------ Records to use

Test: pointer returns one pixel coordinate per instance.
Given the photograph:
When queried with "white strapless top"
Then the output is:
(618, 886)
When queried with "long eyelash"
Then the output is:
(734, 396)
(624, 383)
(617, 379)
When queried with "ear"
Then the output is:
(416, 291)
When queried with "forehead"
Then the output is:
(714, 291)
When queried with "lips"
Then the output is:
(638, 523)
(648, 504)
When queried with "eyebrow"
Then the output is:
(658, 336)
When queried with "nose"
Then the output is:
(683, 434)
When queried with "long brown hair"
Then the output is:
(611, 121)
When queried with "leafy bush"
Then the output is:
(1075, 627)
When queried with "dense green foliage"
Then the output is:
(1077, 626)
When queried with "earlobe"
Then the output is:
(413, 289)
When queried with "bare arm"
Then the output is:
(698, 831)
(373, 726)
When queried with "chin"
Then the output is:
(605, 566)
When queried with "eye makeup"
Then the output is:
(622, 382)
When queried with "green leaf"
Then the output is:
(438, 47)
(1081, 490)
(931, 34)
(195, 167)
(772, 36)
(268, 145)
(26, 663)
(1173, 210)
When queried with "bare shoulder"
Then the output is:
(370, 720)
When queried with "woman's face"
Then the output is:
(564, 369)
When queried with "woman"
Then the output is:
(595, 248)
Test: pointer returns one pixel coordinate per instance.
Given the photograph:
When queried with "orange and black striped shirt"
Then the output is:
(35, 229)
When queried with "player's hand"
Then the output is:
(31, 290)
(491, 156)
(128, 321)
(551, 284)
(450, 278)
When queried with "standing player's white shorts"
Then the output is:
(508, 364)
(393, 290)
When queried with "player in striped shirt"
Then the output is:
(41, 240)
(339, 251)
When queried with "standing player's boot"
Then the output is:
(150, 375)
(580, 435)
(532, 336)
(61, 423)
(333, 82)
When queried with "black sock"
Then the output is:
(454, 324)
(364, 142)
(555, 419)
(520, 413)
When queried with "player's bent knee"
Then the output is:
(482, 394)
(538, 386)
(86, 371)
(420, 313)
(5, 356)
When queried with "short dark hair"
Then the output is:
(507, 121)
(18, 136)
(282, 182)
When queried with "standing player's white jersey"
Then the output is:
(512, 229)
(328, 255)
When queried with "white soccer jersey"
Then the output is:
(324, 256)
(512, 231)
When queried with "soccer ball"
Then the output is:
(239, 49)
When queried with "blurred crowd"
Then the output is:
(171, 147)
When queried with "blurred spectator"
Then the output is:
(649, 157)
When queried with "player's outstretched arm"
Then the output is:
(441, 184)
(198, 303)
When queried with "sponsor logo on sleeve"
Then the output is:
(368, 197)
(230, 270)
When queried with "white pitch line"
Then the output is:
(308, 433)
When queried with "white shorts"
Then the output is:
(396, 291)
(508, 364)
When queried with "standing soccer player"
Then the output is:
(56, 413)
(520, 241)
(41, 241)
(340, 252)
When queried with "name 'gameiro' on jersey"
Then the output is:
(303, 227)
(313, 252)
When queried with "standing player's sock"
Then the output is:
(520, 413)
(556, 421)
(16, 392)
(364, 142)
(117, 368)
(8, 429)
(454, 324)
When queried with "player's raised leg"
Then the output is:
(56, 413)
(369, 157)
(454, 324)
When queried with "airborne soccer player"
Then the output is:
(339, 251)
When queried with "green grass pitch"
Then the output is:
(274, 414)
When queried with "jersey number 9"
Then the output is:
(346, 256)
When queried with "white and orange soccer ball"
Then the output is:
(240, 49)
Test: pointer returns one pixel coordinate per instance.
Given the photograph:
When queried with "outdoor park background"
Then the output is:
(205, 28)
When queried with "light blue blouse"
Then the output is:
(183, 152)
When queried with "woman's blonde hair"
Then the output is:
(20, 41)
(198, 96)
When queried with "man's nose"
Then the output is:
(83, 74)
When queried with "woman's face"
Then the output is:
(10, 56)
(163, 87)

------------

§ Exercise: When a line in the material contains the string "soccer", copy that line.

§ Result of this task:
When queried with "white soccer jersey"
When queried with "soccer ball"
When queried with "standing soccer player"
When queried with "airborne soccer player"
When queried with "white and orange soccer ball"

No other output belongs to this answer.